(Entries from a pointing dataset)

+ + + + +

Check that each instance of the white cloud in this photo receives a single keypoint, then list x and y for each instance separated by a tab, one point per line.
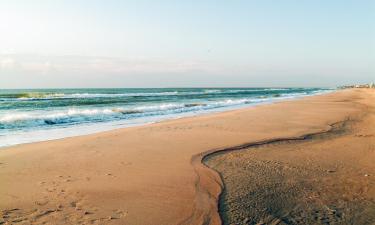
109	65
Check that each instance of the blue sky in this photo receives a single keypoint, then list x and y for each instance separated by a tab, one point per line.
185	43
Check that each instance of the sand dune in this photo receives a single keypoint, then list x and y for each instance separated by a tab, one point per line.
153	174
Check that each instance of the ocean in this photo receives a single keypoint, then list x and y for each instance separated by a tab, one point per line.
45	114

+ + + + +

## PROBLEM DETAILS:
Copy out all of the material above word for word, including every line and number, but omit the picture.

## FULL ANSWER:
Check that each instance of the white cloud in this photo receives a single keypoint, then list x and y for each instance separated by a tab, one point per line.
109	65
Check that each instance of the blue sky in this photo receives a single keypoint, then list x and y for each instance separated by a tab, one point per line.
185	43
Check that each instance of the sand dune in this photo receives a single keypoint, then list x and y for each instance separated by a tab, one point per line.
153	174
Check that each instance of the ocean in this photo receives a single keypoint, then list x and y for each instance separated by a tab, one point per line.
45	114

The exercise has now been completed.